---------- Source excerpt ----------

Voson team.

In checking my data, I noticed that one URL was listed as having no indegrees and no outdegrees, when, in fact it should. This is a URL I 'preserved' and I wonder if the act of preserving limits the Voson crawl to *just that subdirectory* or if there is some other reason the links were not picked up?

The *Preserved* url is: http://www.geocities.ws/evanwolfson/

However, there are links to other seed orgs in my database just a little further down the directory that were not picked up by Voson (see: http://www.geocities.ws/evanwolfson/ftm_links.htm ).

I read the userguide on preserving and it seems like I might need to add something to the end of the directory, but I am unclear about it.

Thanks,

Michael

  • anon

    Hi,

    I will have to look into this case to see if the crawler successfully visited this web page.

    Normally, I do the node pre-processing (e.g pagegrouping, preserving etc.) after the crawl has completed. If you did the preserving *before* the crawl then it may have impacted on the crawler behaviour, but I can't immediately see why.

    So I will check to see what links were extracted from this seed page and whether preserving is having an unintended impact on the links to other sites.

    Rob

    Dec 31, 2012
  • anon

    I preserved the url after the crawl.

    Well, sort of. - I *purged* a similar url with the same root directory (but incorrect sub directory) and then *added* this correct version as a seed site. Then, after I was notified that the seed was crawled, I went back and preserved this corrected url (with its sub directory).

    Thanks,

    M

    Jan 03, 2013
  • anon

    This was looked into and as mentioned in email correspondence with OP, it was established that the seed site had in fact been correctly crawled.

    So, this problem is closed.

    Rob

    Jan 16, 2013

---------- Stored data ----------

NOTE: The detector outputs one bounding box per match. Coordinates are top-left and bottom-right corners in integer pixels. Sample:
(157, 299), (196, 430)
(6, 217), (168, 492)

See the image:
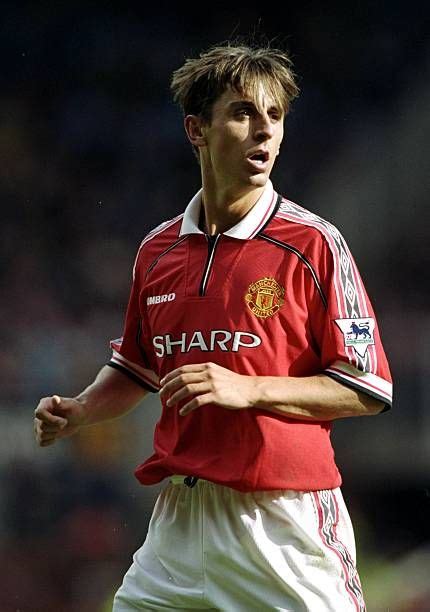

----------

» **Aim 1**: Decide whether each statement below agrees with the Voson crawl thread, answering yes or no and quoting the deciding words. (a) Michael preserved the URL only after the crawl. (b) Rob normally does node pre-processing before the crawl begins. (c) The investigation found that the seed site had not been crawled.
» **Aim 2**: In the Voson crawl thread, which URL does Michael say was preserved?

» **Task response 1**:
(a) Yes: "I preserved the url after the crawl."
(b) No: "Normally, I do the node pre-processing (e.g pagegrouping, preserving etc.) after the crawl has completed."
(c) No: "it was established that the seed site had in fact been correctly crawled."

» **Task response 2**: http://www.geocities.ws/evanwolfson/